## WHAT TO WORK ON
Copy every line of the material below, keeping each character unchanged.

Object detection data
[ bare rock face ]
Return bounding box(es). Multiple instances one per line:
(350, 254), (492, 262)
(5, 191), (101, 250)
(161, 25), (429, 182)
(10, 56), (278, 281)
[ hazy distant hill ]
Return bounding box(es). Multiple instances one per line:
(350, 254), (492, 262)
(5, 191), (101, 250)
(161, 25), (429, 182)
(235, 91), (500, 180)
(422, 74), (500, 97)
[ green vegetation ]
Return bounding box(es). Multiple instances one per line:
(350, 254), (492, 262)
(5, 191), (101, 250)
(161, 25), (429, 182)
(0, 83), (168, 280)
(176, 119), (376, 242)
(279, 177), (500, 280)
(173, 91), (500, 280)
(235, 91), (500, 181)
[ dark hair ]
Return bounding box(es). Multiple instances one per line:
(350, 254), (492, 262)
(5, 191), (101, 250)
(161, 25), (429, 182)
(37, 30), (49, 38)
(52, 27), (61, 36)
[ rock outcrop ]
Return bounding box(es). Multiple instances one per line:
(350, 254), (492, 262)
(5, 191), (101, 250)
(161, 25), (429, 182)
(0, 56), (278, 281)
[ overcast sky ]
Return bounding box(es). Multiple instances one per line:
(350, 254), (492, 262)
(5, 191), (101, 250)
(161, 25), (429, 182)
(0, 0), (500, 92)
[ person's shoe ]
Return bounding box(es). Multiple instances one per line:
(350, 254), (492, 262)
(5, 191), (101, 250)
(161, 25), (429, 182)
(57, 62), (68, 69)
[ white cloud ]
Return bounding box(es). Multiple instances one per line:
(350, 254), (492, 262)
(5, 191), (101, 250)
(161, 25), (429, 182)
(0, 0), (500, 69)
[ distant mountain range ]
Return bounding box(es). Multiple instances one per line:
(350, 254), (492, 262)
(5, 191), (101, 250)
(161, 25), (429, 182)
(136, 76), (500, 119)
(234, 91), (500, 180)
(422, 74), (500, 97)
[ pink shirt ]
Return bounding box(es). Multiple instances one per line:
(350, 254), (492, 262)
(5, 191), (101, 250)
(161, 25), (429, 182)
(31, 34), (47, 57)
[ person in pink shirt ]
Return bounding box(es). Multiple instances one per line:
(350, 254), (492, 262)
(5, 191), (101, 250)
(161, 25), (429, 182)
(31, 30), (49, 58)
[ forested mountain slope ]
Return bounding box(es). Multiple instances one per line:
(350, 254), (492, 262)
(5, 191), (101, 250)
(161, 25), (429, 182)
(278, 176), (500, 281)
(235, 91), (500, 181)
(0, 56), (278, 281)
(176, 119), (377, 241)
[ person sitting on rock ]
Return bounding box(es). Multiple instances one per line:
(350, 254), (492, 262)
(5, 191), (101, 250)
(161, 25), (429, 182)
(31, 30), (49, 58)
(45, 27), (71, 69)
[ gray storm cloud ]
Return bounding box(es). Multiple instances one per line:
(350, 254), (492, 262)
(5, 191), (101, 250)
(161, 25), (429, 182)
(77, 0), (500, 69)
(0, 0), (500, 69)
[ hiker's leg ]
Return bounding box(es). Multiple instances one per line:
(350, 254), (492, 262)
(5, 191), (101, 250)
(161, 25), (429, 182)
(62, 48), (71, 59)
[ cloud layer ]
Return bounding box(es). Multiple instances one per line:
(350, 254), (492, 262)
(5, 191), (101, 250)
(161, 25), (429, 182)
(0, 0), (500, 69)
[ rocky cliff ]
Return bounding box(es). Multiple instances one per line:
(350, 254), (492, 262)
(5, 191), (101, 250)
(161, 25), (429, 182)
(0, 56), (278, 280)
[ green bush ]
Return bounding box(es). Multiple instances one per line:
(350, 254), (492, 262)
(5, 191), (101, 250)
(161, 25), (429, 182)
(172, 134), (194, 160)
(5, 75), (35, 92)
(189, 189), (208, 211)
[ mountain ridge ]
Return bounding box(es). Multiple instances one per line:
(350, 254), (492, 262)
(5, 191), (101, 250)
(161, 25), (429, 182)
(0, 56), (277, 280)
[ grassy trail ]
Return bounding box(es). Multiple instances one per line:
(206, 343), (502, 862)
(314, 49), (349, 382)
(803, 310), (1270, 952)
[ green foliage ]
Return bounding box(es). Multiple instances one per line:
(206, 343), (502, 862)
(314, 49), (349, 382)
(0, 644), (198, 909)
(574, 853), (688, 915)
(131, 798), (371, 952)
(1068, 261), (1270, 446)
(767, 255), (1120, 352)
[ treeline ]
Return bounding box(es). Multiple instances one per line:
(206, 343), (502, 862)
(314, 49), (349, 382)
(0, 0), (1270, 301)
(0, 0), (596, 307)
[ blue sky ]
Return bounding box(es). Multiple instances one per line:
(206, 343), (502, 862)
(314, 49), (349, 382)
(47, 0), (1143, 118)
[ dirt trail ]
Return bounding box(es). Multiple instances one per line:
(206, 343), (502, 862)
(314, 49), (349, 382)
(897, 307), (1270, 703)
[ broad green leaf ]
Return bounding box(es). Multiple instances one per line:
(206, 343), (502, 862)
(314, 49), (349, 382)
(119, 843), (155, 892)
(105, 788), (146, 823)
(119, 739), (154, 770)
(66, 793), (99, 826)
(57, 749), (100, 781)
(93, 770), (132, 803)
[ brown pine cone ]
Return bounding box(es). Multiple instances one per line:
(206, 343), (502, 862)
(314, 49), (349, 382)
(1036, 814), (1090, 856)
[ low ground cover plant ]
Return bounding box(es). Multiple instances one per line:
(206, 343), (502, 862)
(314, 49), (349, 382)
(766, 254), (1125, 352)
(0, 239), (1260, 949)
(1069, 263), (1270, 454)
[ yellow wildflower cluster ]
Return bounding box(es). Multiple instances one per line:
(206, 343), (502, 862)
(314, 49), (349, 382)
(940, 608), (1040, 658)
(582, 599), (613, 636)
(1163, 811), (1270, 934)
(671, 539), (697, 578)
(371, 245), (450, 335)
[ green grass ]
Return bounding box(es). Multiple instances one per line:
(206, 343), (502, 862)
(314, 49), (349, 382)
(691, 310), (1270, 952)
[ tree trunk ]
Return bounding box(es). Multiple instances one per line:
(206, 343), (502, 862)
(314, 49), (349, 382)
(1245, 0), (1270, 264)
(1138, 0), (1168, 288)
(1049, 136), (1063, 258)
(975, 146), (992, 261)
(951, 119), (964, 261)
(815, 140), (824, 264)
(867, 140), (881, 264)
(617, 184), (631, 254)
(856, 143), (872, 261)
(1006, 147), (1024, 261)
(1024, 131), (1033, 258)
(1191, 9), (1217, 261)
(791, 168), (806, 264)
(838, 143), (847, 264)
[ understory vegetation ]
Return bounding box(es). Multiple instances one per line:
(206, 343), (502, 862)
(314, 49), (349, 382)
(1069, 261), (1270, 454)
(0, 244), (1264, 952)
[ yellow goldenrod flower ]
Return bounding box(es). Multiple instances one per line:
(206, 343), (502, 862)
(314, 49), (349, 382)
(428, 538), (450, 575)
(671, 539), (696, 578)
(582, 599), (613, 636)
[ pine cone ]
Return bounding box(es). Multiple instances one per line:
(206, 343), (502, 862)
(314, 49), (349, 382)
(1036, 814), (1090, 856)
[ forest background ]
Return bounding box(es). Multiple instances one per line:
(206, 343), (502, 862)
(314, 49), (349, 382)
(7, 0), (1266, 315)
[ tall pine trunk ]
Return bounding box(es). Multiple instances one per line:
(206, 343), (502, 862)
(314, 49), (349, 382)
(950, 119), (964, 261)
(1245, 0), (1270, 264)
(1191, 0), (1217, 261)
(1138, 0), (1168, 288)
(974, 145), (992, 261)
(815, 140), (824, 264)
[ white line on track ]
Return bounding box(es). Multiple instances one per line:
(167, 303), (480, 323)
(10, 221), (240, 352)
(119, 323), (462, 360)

## FULL RESPONSE
[ bare rock face ]
Return bounding box(es). Multiple instances one per line:
(350, 254), (492, 262)
(5, 191), (101, 250)
(161, 25), (429, 182)
(10, 56), (278, 281)
[ hazy distant hill ]
Return bounding box(es). Multiple instances one per line:
(350, 254), (492, 262)
(5, 191), (101, 250)
(161, 25), (429, 182)
(235, 91), (500, 180)
(422, 74), (500, 97)
[ green vegetation ]
Return bounding box(es). Multiple instances one per line:
(350, 254), (492, 262)
(5, 191), (101, 250)
(161, 25), (429, 182)
(0, 83), (168, 280)
(176, 119), (376, 242)
(279, 177), (500, 280)
(173, 91), (500, 280)
(235, 91), (500, 181)
[ dark hair ]
Return bounding box(es). Multiple instances one per line:
(350, 254), (492, 262)
(5, 191), (101, 250)
(161, 25), (429, 182)
(37, 30), (49, 38)
(52, 27), (61, 36)
[ rock outcrop ]
Return bounding box(es). Multiple instances one per line:
(350, 254), (492, 262)
(5, 191), (101, 250)
(161, 25), (429, 182)
(0, 56), (278, 281)
[ overcast sky ]
Return bounding box(es). Multiple instances one per line:
(350, 254), (492, 262)
(5, 191), (101, 250)
(161, 25), (429, 182)
(0, 0), (500, 92)
[ person's shoe ]
Return bounding box(es). Multiple instances one per line:
(350, 254), (492, 262)
(5, 191), (101, 250)
(161, 25), (429, 182)
(57, 62), (68, 69)
[ white cloud ]
Return bounding box(es). Multiple instances one per line:
(350, 254), (492, 262)
(5, 191), (101, 250)
(161, 25), (429, 182)
(0, 0), (500, 69)
[ distant mountain range ]
Return bounding box(es). Multiple instances one per line:
(350, 254), (492, 262)
(5, 191), (101, 250)
(161, 25), (429, 182)
(136, 76), (500, 119)
(234, 91), (500, 180)
(422, 74), (500, 97)
[ pink shirt ]
Return bounding box(es). Multiple instances one per line:
(350, 254), (492, 262)
(5, 191), (101, 250)
(161, 25), (429, 182)
(31, 34), (47, 57)
[ person in pink shirt ]
Return bounding box(es). Multiple instances one per line:
(350, 254), (492, 262)
(5, 191), (101, 250)
(161, 25), (429, 182)
(31, 30), (49, 58)
[ forested mountain slope ]
Return bounding box(es). Multiple instances one per line:
(350, 254), (492, 262)
(5, 191), (101, 250)
(161, 25), (429, 182)
(278, 176), (500, 281)
(235, 91), (500, 181)
(0, 56), (278, 281)
(176, 119), (377, 241)
[ person sitting on rock ]
Return bounding box(es). Multiple instances one per line:
(350, 254), (492, 262)
(5, 191), (101, 250)
(161, 25), (429, 182)
(31, 30), (49, 58)
(45, 27), (71, 69)
[ gray storm cloud ]
Return bounding box(es). Multiple instances one per line:
(350, 254), (492, 262)
(5, 191), (101, 250)
(161, 25), (429, 182)
(77, 0), (500, 69)
(0, 0), (500, 69)
[ hiker's leg ]
Return bounding box(es). Multiple instances one per line:
(350, 254), (492, 262)
(5, 191), (101, 250)
(161, 25), (429, 182)
(62, 48), (71, 59)
[ cloud layer ]
Return bounding box(es). Multiple instances one per line:
(350, 254), (492, 262)
(5, 191), (101, 250)
(161, 25), (429, 182)
(0, 0), (500, 69)
[ rocky cliff ]
Return bounding box(es). Multiple instances one per line:
(350, 254), (492, 262)
(5, 191), (101, 250)
(161, 25), (429, 182)
(0, 56), (278, 280)
[ green bush ]
Return bounding box(es). Multiple instances one per line:
(350, 254), (492, 262)
(5, 191), (101, 250)
(161, 25), (429, 182)
(172, 134), (194, 160)
(5, 75), (35, 92)
(189, 189), (208, 211)
[ mountain ridge ]
Return bounding box(es). Multiple instances one per line:
(350, 254), (492, 262)
(5, 191), (101, 250)
(161, 25), (429, 182)
(0, 56), (277, 280)
[ grassy trail ]
Return bounding box(es). Multiple instances one per line:
(206, 343), (502, 862)
(314, 49), (349, 382)
(803, 310), (1270, 952)
[ green foliage ]
Return bounding box(es). Multiple instances one per line:
(206, 343), (502, 862)
(314, 49), (349, 382)
(0, 644), (198, 909)
(574, 853), (688, 915)
(131, 798), (371, 952)
(1068, 261), (1270, 446)
(767, 255), (1120, 352)
[ treeline ]
Return bounding box(es). Multiple instances one per line:
(206, 343), (502, 862)
(314, 49), (349, 382)
(0, 0), (1270, 301)
(0, 0), (596, 307)
[ blue sky ]
Return bounding box(es). Multiple instances one per line:
(206, 343), (502, 862)
(314, 49), (349, 382)
(47, 0), (1143, 118)
[ dirt trail ]
Return bounding box(es). Multiple instances one per line:
(206, 343), (502, 862)
(314, 49), (349, 382)
(897, 307), (1270, 703)
[ broad green leaf ]
Return bounding box(es). Multiple instances one per line:
(206, 343), (502, 862)
(314, 49), (349, 382)
(119, 843), (155, 892)
(105, 788), (146, 823)
(119, 739), (154, 770)
(66, 793), (99, 826)
(57, 749), (100, 781)
(93, 770), (132, 803)
[ brown pine cone ]
Return bounding box(es). Multiple instances one per line:
(206, 343), (502, 862)
(314, 49), (349, 382)
(1036, 814), (1090, 856)
[ low ground cover plant ]
Return bounding box(es). Multiple instances one per line:
(206, 343), (502, 862)
(314, 49), (349, 382)
(766, 254), (1125, 352)
(0, 239), (1260, 949)
(1069, 263), (1270, 454)
[ yellow wildflower cluster ]
Return bounding box(es). Multiple instances one per line:
(206, 343), (502, 862)
(314, 49), (349, 382)
(940, 608), (1040, 658)
(582, 599), (613, 636)
(1163, 811), (1270, 934)
(671, 539), (697, 578)
(371, 245), (450, 335)
[ green grass ]
Return bounding box(es). Multiple instances one per line:
(206, 343), (502, 862)
(314, 49), (349, 382)
(691, 310), (1270, 952)
[ tree trunk ]
Return bounding box(es). Multiple instances one per line:
(206, 343), (502, 862)
(314, 49), (349, 382)
(1245, 0), (1270, 264)
(1138, 0), (1168, 288)
(1049, 136), (1063, 258)
(975, 146), (992, 261)
(951, 119), (964, 261)
(815, 140), (824, 264)
(867, 140), (881, 264)
(617, 184), (631, 254)
(856, 143), (872, 261)
(1006, 147), (1024, 261)
(1024, 131), (1033, 258)
(1191, 9), (1217, 261)
(791, 168), (806, 264)
(838, 143), (847, 264)
[ understory vegetation ]
Return bounding box(es). Multiple instances one per line:
(206, 343), (502, 862)
(314, 49), (349, 382)
(1069, 261), (1270, 454)
(0, 244), (1264, 952)
[ yellow goldenrod flower ]
Return bounding box(es). Multiple instances one per line:
(206, 343), (502, 862)
(314, 49), (349, 382)
(428, 538), (450, 575)
(671, 539), (696, 578)
(582, 599), (613, 636)
[ pine cone ]
Return bounding box(es). Multiple instances one per line:
(206, 343), (502, 862)
(314, 49), (349, 382)
(1036, 814), (1090, 856)
[ forest background ]
Return bounding box(es). Multiple instances one per line:
(206, 343), (502, 862)
(314, 49), (349, 382)
(7, 0), (1266, 315)
[ tall pine trunk ]
Return bounding box(es). Multiple instances one per line:
(206, 343), (502, 862)
(314, 49), (349, 382)
(950, 119), (964, 261)
(1245, 0), (1270, 264)
(1191, 0), (1217, 261)
(1138, 0), (1168, 288)
(974, 145), (992, 261)
(815, 140), (824, 264)
[ white line on track ]
Return bounding box(es). Multiple instances one per line:
(167, 303), (480, 323)
(10, 221), (240, 352)
(119, 323), (462, 360)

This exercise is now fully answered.